◆ Compiti
(a) Puoi riscrivere le righe della raccolta, tutto dalla riga che contiene "Phrase: foliage" giù fino all'ultima, comprese quelle con le frasi, spostando di -135 ogni numero delle coordinate nelle risposte?
(b) Puoi riprendere l'articolo sull'Open World Jazz Festival di Ivrea e proseguirlo dal punto in cui finisce?

◆ Brano riportato

Open World Jazz Festival 10a Edizione Ivrea/Banchette - 20, 21, 22 ottobre 2011 di Gianni Montano foto di Paolo Dezzutti
Grande successo per l'Open world festival di Ivrea, svoltosi nella città della
provincia di Torino dal 20 al 23 ottobre scorso. Il merito principale è di un'organizzazione
rigorosa e puntuale, capace di allestire una rassegna di indubbio interesse, correlata
da eventi collaterali, stages, presentazione di libri, performance artistiche in
grado di calamitare l'attenzione non solo degli addetti ai lavori, ma anche di un
pubblico intellettualmente curioso.

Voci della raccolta
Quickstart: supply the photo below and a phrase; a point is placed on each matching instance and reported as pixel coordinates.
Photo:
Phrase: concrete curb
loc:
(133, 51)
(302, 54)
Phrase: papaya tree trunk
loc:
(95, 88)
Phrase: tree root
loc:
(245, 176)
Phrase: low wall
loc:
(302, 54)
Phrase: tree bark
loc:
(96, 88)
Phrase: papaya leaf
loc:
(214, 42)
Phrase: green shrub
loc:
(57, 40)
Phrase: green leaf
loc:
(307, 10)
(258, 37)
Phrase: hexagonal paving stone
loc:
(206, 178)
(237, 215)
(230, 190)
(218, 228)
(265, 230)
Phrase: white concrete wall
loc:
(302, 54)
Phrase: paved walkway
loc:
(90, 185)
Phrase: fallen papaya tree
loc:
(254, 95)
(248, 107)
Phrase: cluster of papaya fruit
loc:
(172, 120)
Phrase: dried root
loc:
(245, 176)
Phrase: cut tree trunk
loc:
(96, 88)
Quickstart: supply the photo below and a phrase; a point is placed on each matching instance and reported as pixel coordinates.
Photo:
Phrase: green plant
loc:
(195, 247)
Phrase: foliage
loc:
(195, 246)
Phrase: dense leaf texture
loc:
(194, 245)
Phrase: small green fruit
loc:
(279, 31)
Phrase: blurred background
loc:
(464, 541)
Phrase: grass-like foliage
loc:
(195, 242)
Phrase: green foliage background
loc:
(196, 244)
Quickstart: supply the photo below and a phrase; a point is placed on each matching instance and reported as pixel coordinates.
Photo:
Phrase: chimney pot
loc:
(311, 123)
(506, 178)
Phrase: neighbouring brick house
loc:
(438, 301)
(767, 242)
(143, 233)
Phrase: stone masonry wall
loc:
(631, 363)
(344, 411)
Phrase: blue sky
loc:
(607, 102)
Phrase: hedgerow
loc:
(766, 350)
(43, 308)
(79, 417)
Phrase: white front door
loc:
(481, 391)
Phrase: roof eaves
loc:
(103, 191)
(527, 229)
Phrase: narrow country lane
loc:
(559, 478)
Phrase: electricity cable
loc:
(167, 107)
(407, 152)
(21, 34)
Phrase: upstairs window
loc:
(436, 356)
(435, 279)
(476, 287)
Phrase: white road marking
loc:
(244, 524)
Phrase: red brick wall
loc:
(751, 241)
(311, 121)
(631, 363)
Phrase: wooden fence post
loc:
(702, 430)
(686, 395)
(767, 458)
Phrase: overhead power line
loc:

◆ Risultati attesi
(a)
Phrase: foliage
loc:
(60, 111)
Phrase: dense leaf texture
loc:
(59, 110)
Phrase: small green fruit
loc:
(144, -104)
Phrase: blurred background
loc:
(329, 406)
Phrase: grass-like foliage
loc:
(60, 107)
Phrase: green foliage background
loc:
(61, 109)
Quickstart: supply the photo below and a phrase; a point is placed on each matching instance and reported as pixel coordinates.
Photo:
Phrase: chimney pot
loc:
(176, -12)
(371, 43)
Phrase: neighbouring brick house
loc:
(303, 166)
(632, 107)
(8, 98)
Phrase: stone masonry wall
loc:
(496, 228)
(209, 276)
Phrase: blue sky
loc:
(472, -33)
Phrase: hedgerow
loc:
(631, 215)
(-92, 173)
(-56, 282)
Phrase: white front door
loc:
(346, 256)
Phrase: roof eaves
loc:
(-32, 56)
(392, 94)
Phrase: narrow country lane
loc:
(424, 343)
Phrase: electricity cable
loc:
(32, -28)
(272, 17)
(-114, -101)
Phrase: upstairs window
loc:
(301, 221)
(300, 144)
(341, 152)
Phrase: white road marking
loc:
(109, 389)
Phrase: red brick wall
loc:
(616, 106)
(176, -14)
(496, 228)
Phrase: wooden fence post
loc:
(567, 295)
(551, 260)
(632, 323)
Phrase: overhead power line
loc:

(b)
La sera del 20 ottobre sale sul palco del teatro Giacosa
l'ensemble Odwalla. Rispetto alla formazione presente nel recentissimo disco
"Isis" figurano 3 cantanti, Sabrina Olivieri, Marta Raviglia
e Laura Conti. Sono al loro posto i percussionisti di origine africana e,
ovviamente, al centro del palco si sistema lo zoccolo duro del gruppo:
Massimo Barbiero,
Matteo Cigna,
Andrea Stracuzzi, Alex Quagliotti e Stefano Bertoli. Il repertorio
scelto è in parte tratto dall'ultimo cd, ma non mancano i ritorni indietro a titoli
legati a precedenti incisioni. Il concerto è una vera festa per le orecchie e per
gli occhi. Conducono il gioco
Massimo Barbiero
e Matteo Cigna
a marimba e vibrafono, che tratteggiano motivi iterativi di derivazione africana,
filtrati attraverso la lezione minimalista di Seve Reich. Si può definire il tutto
come musica occidentale con radici nel Continente Nero o il contrario, a piacere.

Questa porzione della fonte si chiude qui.